(TEXTO DO DOCUMENTO):
▼

São ao todo 101 vereadores na Câmara Municipal de Estocolmo, eleitos em eleições proporcionais que acontecem a cada quatro anos, paralelamente às eleições gerais para o Parlamento e para as assembléias regionais (Landstingsfullmäktige).
As sessões na Câmara acontecem esporadicamente, como é comum na maioria dos países. Numa engenhosa dedução, os suecos compreenderam que não faria sentido pagar salário aos vereadores, uma vez que a função não exige dedicação em tempo integral.
”Na Suécia, a função de vereador é considerada um trabalho voluntário”, diz Hanna Brogren, Diretora de Comunicação da Prefeitura de Estocolmo.
Nas assembléias municipais de toda a Suécia, 97 por cento dos políticos não recebem salário.

▲

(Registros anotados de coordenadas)

▼

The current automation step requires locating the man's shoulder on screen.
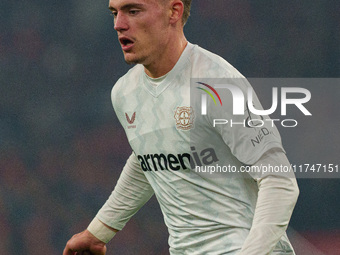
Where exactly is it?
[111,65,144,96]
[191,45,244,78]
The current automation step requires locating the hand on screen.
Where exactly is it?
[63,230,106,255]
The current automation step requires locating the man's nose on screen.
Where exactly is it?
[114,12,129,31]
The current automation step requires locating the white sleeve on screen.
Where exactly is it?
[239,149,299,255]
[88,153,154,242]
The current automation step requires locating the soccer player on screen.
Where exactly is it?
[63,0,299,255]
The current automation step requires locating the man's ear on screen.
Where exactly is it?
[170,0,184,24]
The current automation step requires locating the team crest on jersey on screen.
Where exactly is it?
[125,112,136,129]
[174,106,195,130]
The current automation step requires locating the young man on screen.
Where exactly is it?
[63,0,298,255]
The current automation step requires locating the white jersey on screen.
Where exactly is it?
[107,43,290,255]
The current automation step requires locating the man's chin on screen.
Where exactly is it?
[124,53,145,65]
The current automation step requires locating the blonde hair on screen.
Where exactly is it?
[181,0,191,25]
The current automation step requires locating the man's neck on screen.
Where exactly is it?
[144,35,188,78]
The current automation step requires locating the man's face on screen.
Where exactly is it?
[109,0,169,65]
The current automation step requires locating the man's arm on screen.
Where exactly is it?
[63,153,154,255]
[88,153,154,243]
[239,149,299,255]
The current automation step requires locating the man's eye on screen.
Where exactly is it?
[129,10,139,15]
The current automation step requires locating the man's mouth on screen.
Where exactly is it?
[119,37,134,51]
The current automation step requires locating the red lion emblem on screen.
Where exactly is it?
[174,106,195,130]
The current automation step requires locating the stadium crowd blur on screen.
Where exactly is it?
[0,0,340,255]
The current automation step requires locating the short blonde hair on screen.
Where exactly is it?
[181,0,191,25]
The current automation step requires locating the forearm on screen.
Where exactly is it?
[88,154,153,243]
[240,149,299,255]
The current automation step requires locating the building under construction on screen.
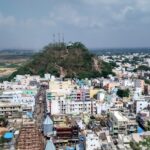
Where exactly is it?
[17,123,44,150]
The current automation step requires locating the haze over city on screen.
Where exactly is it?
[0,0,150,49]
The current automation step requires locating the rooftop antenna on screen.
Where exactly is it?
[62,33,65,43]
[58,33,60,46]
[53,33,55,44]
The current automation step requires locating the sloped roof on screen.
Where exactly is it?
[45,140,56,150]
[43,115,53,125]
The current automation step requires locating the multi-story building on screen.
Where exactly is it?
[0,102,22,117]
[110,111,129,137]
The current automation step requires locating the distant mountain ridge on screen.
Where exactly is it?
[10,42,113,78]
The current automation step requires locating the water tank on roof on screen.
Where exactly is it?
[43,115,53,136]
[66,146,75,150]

▲
▼

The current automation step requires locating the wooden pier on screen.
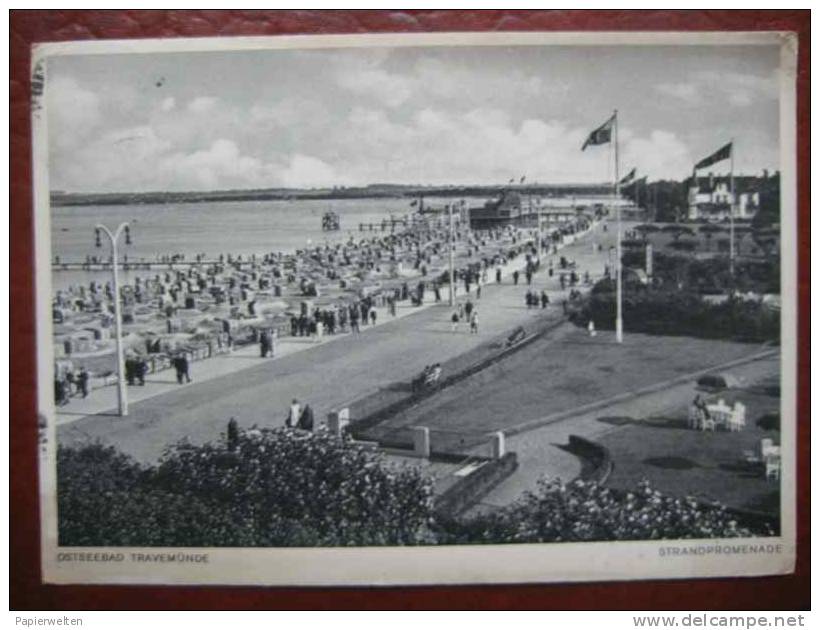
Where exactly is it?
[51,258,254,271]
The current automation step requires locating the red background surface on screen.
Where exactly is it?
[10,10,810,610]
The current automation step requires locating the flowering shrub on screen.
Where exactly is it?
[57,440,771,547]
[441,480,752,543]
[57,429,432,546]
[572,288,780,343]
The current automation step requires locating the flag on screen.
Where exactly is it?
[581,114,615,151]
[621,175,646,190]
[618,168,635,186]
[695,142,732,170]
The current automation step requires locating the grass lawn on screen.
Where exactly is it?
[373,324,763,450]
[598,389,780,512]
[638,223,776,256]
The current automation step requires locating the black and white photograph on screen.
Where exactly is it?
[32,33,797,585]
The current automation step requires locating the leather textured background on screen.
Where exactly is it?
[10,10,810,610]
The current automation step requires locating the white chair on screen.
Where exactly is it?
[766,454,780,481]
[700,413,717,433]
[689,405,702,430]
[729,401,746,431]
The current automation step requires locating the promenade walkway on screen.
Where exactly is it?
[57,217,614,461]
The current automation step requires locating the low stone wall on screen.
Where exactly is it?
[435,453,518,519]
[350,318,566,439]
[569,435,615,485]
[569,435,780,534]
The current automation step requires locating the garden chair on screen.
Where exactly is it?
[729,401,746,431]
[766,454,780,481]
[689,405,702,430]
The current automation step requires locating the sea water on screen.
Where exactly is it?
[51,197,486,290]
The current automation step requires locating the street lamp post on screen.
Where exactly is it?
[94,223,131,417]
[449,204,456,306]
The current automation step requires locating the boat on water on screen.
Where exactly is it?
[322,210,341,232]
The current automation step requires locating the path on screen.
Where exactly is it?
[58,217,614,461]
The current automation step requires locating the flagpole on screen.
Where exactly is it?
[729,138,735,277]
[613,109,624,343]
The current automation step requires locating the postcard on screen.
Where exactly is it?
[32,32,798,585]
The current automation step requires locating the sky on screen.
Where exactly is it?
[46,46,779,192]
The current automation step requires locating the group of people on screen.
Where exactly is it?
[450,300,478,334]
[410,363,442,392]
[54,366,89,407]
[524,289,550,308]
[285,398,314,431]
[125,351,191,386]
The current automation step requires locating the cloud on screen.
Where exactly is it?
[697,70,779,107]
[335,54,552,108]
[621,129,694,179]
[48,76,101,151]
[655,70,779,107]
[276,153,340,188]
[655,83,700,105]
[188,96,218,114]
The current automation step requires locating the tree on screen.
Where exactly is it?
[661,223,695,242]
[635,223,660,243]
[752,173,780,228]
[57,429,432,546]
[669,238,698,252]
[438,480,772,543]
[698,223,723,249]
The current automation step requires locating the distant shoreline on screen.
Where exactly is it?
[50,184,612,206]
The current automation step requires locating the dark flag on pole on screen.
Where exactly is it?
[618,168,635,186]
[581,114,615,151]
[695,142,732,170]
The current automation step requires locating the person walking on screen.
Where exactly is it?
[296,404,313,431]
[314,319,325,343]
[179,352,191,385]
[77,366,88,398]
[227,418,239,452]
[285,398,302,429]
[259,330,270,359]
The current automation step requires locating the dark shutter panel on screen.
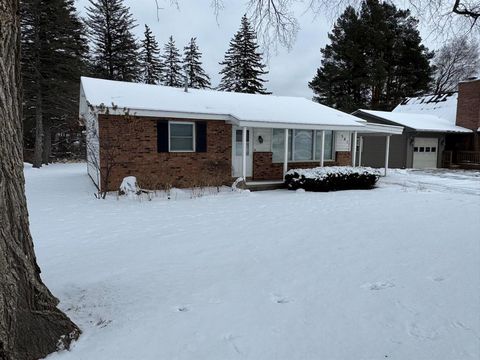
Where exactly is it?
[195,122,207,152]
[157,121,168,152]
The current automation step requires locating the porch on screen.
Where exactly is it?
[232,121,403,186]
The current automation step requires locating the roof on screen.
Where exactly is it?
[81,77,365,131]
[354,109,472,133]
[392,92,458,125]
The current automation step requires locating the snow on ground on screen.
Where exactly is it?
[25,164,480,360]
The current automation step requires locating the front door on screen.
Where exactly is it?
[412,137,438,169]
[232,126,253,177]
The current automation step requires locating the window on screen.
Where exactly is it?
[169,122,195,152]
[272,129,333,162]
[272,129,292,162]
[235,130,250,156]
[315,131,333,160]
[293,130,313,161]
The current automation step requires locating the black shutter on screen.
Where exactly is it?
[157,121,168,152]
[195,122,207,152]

▲

(COMPLETE O SEGUINTE):
a – Segundo o texto sobre a Câmara Municipal de Estocolmo, quantos vereadores compõem essa câmara?
b – Estenda o texto sobre a Câmara Municipal de Estocolmo a partir do ponto em que ele termina.

(RESPOSTAS ESCRITAS):
a – São 101 vereadores.

b –
”Temos uma lei que permite a um vereador se ausentar por algumas horas do trabalho, quando necessário, para se dedicar à atividade política. Nestes casos, a Câmara ressarce o vereador pelas horas não trabalhadas que seu empregador desconta do salário”, explica Hanna.
Como Karin Hanqvist, os vereadores suecos têm empregos regulares onde trabalham em tempo integral, paralelamente às atividades políticas na Câmara Municipal – as exceções são os aposentados ou estudantes que se elegem como vereadores. Pela função, suplentes de vereador recebem 867 coroas mensais. Vereadores ganham, além da gratificação mensal de 1.533 coroas suecas, um adicional de 980 coroas suecas (cerca de 150 dólares) por sessão realizada na Câmara.
”Se um vereador participa apenas de parte da sessão, pagamos apenas a metade do valor do adicional”, diz Ida Strid, do Secretariado da Câmara Municipal de Estocolmo.
Estava bom, mas poderia ficar melhor. Os suecos ponderaram que ainda havia gorduras a cortar: atualmente, nenhum vereador tem mais direito a receber o computador emprestado, que ao final do mandato era diligentemente devolvido à Câmara.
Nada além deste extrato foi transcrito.